■ **EXTRAIT À LIRE**:
^^^^
Or, le 17 mars 1789, le « Clergé de second ordre » fut convoqué par le Roi à élire des députés aux États Généraux : 2 pour le diocèse de Léon. Les prieurs et bénéficiers, les recteurs-curés dans un rayon de deux lieues, devaient se rendre en personne à Saint-Pol, le 2 avril. Les collégiales et les communautés des deux sexes, les recteurs éloignés, voteraient par procureurs.
C'était la première fois que le bas-clergé se trouvait investi de pareil privilège, et quinze jours avant la noblesse, les évêques, les abbés et les chapitres des cathédrales ! En outre, « les formes anciennes et toujours observées depuis l'union de la Bretagne à la France » exigeaient que les députés bretons ne fussent nommés, légalement, que dans les cantons de Bretagne. La noblesse et le haut-clergé protestèrent contre cette violation manifeste de la Constitution du Pays, celle-ci ne pouvant être modifiée que par les États de la province : et ils refusèrent d'élire leurs députés.
Les 20 électeurs du clergé de Léon (dont M. Laurent, recteur de Cléder) se réunirent à Saint-Pol, le 20 et le 21 avril. A la majorité de 4 voix ils refusèrent de voter, « guidés par l'amour de l'ordre et de l'union qui doit toujours régner dans le clergé ».
Mais à l'instigation d'Expilly, recteur de Saint-Martin de Morlaix, futur évêque intrus du Finistère, ils revinrent sur leur décision. Réunis à Saint-Pol, au nombre de 15 (dont M. Laurent), le 3 août 1789, ils élurent dom Verguet, prieur du Relecq, et Expilly. On sait que dom Verguet vivra et mourra sans sacrements, et qu'Expilly, ayant persécuté ses anciens confrères restés fidèles, finira sur l'échafaud sans avoir manifesté aucun repentir.
En 1791, le procureur-syndic de Lesneven crut pouvoir annoncer que M. Laurent accepterait le serment schismatique exigé par la Constitution civile du clergé : M. Laurent refusa. Mais faute de lui trouver un remplaçant jureur (24 seulement sur 400, au diocèse de Léon, acceptèrent le serment), il fut maintenu à son poste jusqu'aux élections tronquées du 28 mai 1792. Alors fut élu par 5 voix l'intrus Demeuré, vicaire de Bohars, dont le nom ne paraît sur aucun des registres conservés et qui peut être le curé de Lanhouarneau de 1793.
M. Laurent partit de Roscoff pour l'Angleterre, le 28 septembre 1792, avec ses vicaires François Le Borgne (48 ans, né à Saint-Pol) et René Le Got (32 ans, de Plouguerneau) et un prêtre de Cléder, Yves Postec (appelé aussi Pierre), 32 ans.
^^^^
■ **CONSIGNES**:
A – Résumez en deux phrases l'extrait sur le clergé de Léon sous la Révolution.
B – Poursuivez le récit sur M. Laurent et le clergé de Léon à la suite de sa dernière phrase.

■ **LIGNES DE DONNÉES**:
^^^^
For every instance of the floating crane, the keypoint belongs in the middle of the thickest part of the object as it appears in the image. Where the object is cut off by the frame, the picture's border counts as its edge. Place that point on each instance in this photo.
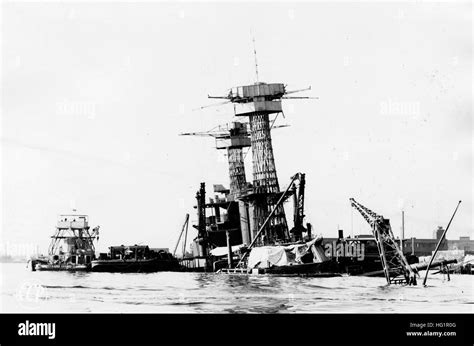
^^^^
■ **RÉPONSES ATTENDUES**:
A – Convoqué en 1789 pour élire deux députés aux États Généraux, le clergé de second ordre du diocèse de Léon refusa d'abord de voter, puis, sous l'influence d'Expilly, quinze électeurs, dont M. Laurent, recteur de Cléder, élurent dom Verguet et Expilly le 3 août 1789. En 1791, M. Laurent refusa le serment exigé par la Constitution civile du clergé, resta en poste jusqu'à l'élection de l'intrus Demeuré le 28 mai 1792, puis partit de Roscoff pour l'Angleterre le 28 septembre 1792 avec ses vicaires et un prêtre de Cléder.

B –
M. Laurent vécut en émigration avec MM. Le Got et Postec, celui-ci frère du secrétaire-greffier de la Municipalité, qui avait lui-même « étudié pour être prêtre ». Ils logeaient avec 36 autres prêtres léonards à Exeter. Travaillaient-ils pour gagner leur pain ? Recevaient-ils des secours de Bretagne ? Étaient-ils des 400 prêtres (sur 1.200 réfugiés alors à Londres et aux environs) auxquels Mgr de la Marche procura 2 livres et demie par personne et par semaine, au début, et la moitié moins dans les années suivantes ? Nous ne savons.
M. Laurent rentra en France au début de 1801 ; M. Le Borgne, le 28 avril 1801, avec 31 confrères léonards ; M. Le Got, en 1802 : il était devenu aveugle et infirme ; M. Postec dès 1800.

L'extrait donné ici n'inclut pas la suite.